July 18, 2014 by Joel A. Gross 3 Comments

2014 Leany Awards

First, there was The Shingo Prize.  Next came The Silver Toaster Award.  Now, The KaiZone is proud to bring to you the first ever Leany Awards, for excellence in Lean blogging!  In this very special edition of The KaiZone Friday Favorites, we’re going to take a look back and recognize the top author, blog and post of the half-year for 2014.

How the Winners Were Chosen

Each and every morning, I have made a habit of starting my day by reading the new posts from more than 60 blogs in the world of Lean and continuous improvement.  Every two weeks, I select the ten most original, thoughtful and entertaining posts to create TheKaiZone Friday Favorites.
···
_TASK LIST_.
1. Which awards does the Leany Awards post name?
2. Could you continue the Leany Awards post, picking up after its last sentence?

_DATA SECTION_.
···
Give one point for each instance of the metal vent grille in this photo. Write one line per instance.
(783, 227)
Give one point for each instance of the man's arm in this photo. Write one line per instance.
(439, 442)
···
_ANSWERS TO EACH TASK_.
1. The Shingo Prize, The Silver Toaster Award and the Leany Awards.

2.
To determine the best of the best, I’ve assigned a point total to each of the 120 posts to appear on the Friday Favorites this half-year.  For each edition, 10 points were given to first place, 9 points for second, 8 points for third, etc . . . I then totaled up all the points from each of the 12 KaiZone Friday Favorites this year to determine the Leany Award winners for the top Lean Blog Author and top Lean Blog of the half-year 2014.

On the other hand, the Leany Award for the best single post was selected completely subjectively by yours truly, based on the piece that I found most impactful over the past six months.  Sorry . . . my blog, my rules!